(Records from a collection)
——

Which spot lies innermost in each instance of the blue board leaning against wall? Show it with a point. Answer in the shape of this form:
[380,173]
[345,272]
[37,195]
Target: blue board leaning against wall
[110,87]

——

Brief:
Rewrite the material with "blue board" replaced by "gray panel" at every occurrence, leaving everything else untouched.

Solution to the problem:
Which spot lies innermost in each instance of the gray panel leaning against wall? Show it with a point. Answer in the shape of this form:
[380,173]
[345,272]
[37,195]
Target: gray panel leaning against wall
[110,87]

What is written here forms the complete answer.